▸ **Task brief**
Exactly reproduce the lines beginning with the line that includes "Expected behaviour: a marker sits on the large" and ending with the last line of the data.

Position annotation records:
________________________
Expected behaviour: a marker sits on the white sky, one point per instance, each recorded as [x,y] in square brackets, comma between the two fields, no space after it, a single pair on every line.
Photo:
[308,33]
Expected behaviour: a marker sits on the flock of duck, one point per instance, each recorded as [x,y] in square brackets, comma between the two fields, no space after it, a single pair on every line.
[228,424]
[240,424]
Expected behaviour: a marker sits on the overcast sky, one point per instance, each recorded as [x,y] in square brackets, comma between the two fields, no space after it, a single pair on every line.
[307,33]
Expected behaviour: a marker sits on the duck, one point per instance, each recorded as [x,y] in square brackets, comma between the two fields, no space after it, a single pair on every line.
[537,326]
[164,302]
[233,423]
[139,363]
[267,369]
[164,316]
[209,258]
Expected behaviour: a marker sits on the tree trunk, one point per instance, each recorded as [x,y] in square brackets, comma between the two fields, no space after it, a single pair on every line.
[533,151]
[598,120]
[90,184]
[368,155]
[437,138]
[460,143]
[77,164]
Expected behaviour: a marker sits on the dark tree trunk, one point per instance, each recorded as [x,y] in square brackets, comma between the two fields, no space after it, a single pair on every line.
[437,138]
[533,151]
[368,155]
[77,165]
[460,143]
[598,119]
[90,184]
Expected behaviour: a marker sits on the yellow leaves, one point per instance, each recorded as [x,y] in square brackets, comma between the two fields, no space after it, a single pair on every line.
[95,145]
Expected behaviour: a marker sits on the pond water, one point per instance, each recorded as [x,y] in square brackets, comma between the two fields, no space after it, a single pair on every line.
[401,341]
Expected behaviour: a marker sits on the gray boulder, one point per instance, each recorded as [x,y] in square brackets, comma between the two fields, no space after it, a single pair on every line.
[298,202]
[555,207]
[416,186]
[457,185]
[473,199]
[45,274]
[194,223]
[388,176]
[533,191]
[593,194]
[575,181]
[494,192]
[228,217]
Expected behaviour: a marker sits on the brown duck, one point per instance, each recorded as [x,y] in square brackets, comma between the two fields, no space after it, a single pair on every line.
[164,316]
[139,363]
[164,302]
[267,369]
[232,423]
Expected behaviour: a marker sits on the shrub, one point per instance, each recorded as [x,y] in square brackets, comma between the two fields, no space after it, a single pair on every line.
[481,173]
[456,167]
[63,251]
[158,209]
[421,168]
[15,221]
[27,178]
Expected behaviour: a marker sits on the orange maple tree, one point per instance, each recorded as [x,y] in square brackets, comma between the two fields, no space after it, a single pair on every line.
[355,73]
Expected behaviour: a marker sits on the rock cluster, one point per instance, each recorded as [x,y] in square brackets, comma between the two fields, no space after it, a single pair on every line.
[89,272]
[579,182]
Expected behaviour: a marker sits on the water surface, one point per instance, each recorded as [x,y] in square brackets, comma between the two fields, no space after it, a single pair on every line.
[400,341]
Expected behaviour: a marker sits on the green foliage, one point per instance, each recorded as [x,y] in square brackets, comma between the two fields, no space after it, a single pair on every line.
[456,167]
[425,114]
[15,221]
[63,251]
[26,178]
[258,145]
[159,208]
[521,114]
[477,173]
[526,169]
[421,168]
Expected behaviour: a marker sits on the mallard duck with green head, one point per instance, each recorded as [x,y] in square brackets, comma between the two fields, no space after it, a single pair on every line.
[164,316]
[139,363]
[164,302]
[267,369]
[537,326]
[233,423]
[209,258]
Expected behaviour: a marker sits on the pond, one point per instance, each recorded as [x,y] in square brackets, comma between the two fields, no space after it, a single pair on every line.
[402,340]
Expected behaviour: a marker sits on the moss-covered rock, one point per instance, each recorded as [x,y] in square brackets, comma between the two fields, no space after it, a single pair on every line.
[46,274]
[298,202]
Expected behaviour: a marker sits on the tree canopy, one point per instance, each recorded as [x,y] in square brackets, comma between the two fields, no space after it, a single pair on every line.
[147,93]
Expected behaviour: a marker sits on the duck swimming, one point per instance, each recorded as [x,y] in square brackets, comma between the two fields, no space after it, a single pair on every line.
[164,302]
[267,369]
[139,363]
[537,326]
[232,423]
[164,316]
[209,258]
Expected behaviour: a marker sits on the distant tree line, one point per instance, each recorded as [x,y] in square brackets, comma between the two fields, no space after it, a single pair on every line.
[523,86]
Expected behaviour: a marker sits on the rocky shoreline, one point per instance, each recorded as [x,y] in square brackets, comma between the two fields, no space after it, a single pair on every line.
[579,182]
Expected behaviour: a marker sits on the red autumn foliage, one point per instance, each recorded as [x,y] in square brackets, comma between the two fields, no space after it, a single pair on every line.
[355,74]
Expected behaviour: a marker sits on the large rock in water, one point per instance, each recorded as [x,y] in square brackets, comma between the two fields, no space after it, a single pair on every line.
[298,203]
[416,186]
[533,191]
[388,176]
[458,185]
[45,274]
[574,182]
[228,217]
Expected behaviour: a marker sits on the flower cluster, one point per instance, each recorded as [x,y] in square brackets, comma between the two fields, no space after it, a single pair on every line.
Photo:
________________________
▸ **Solution for this exercise**
Expected behaviour: a marker sits on the large rock in water, one point per instance, each recorded as [x,y] in square brackets, comma between the two fields, no space after it, a single pair on every line.
[298,203]
[416,186]
[533,191]
[388,176]
[458,185]
[45,274]
[574,182]
[228,217]
Expected behaviour: a marker sits on the flower cluster, one point per instance, each recorded as [x,y] in square brackets, comma between the two fields, no space after it, a single pair on every line.
Photo:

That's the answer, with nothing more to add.